§ **Text excerpt**:
◇ ◇ ◇ ◇ ◇ ◇ ◇
The Borrower may prepay the whole or
any part of the outstanding indebtedness evidenced by this Note at
any time prior to the Maturity Date, without penalty. Any
prepayment shall include interest accrued to the date of such
prepayment and all other sums then due under any of the Loan
Documents. Any partial prepayment shall be applied against the
interest on this Note and then to the principal sum then
outstanding and shall not postpone the due date of any subsequent
installment or change the amount of any installment, unless agreed
to by the Lender in writing.
5. Application of Payments
. For the purposes of
computing interest on the debt evidenced hereby, interest on the
Loan amount advanced and outstanding shall be calculated on the
basis of a three hundred sixty (360) day calendar year based
on the actual number of days elapsed. Payments or prepayments on
this Note shall be applied first to late charges, reasonable costs
of collection and enforcement, then to pay or to reimburse the
Lender for any costs incurred or advances made by the Lender under
the Loan Agreement, then to pay accrued and unpaid interest, and
the remainder to pay principal then due and payable hereunder. The
Lender’s books and records shall be presumed correct as to
the sums outstanding under this Note, except in the case of
manifest error.
6. Late Charge
. In the event any
installment due under this Note is paid more than ten
(10) days after the date when the same is due, then the Lender
shall be entitled to collect a “late charge” in an
amount equal to five percent (5%) of such installment.
◇ ◇ ◇ ◇ ◇ ◇ ◇
§ **What you have to do**: Please reproduce the loan note excerpt in full, word for word. You won't need the records.

§ **Location identification items**:
◇ ◇ ◇ ◇ ◇ ◇ ◇
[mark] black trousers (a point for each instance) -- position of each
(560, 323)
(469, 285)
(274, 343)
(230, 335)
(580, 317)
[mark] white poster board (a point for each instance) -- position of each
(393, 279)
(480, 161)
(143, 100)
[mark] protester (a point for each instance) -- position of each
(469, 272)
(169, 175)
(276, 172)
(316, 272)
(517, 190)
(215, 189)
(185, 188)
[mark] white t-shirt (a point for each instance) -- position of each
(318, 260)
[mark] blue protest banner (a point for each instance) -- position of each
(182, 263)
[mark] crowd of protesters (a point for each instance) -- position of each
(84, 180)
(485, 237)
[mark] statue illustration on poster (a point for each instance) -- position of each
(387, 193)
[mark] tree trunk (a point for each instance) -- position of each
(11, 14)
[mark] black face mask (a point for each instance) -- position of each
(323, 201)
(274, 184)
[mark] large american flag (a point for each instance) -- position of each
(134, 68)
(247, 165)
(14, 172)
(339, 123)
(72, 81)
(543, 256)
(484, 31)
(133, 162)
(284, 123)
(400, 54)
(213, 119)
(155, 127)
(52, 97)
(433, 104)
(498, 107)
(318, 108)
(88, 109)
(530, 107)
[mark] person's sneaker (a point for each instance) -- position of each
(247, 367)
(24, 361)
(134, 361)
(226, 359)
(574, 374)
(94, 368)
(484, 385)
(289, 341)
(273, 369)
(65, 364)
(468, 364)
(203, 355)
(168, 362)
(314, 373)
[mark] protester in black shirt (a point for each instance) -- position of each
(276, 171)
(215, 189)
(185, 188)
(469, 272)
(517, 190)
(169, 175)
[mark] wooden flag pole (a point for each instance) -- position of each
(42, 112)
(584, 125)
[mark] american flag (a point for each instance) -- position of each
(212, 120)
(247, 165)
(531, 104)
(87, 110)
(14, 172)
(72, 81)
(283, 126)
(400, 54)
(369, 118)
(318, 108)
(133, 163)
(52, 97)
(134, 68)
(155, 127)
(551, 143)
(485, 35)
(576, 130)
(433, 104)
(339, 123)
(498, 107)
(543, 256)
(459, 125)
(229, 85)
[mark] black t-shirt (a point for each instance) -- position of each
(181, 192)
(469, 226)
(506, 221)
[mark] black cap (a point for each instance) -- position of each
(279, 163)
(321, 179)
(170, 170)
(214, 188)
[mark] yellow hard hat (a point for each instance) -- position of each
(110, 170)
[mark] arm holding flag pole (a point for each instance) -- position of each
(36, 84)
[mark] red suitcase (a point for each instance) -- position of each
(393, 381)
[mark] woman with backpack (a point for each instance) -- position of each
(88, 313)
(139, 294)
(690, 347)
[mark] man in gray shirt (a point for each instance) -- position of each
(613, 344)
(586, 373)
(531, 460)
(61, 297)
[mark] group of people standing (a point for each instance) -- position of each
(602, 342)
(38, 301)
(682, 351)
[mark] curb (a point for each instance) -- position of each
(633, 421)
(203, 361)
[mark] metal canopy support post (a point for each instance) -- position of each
◇ ◇ ◇ ◇ ◇ ◇ ◇
§ **Final result**:
The Borrower may prepay the whole or
any part of the outstanding indebtedness evidenced by this Note at
any time prior to the Maturity Date, without penalty. Any
prepayment shall include interest accrued to the date of such
prepayment and all other sums then due under any of the Loan
Documents. Any partial prepayment shall be applied against the
interest on this Note and then to the principal sum then
outstanding and shall not postpone the due date of any subsequent
installment or change the amount of any installment, unless agreed
to by the Lender in writing.
5. Application of Payments
. For the purposes of
computing interest on the debt evidenced hereby, interest on the
Loan amount advanced and outstanding shall be calculated on the
basis of a three hundred sixty (360) day calendar year based
on the actual number of days elapsed. Payments or prepayments on
this Note shall be applied first to late charges, reasonable costs
of collection and enforcement, then to pay or to reimburse the
Lender for any costs incurred or advances made by the Lender under
the Loan Agreement, then to pay accrued and unpaid interest, and
the remainder to pay principal then due and payable hereunder. The
Lender’s books and records shall be presumed correct as to
the sums outstanding under this Note, except in the case of
manifest error.
6. Late Charge
. In the event any
installment due under this Note is paid more than ten
(10) days after the date when the same is due, then the Lender
shall be entitled to collect a “late charge” in an
amount equal to five percent (5%) of such installment.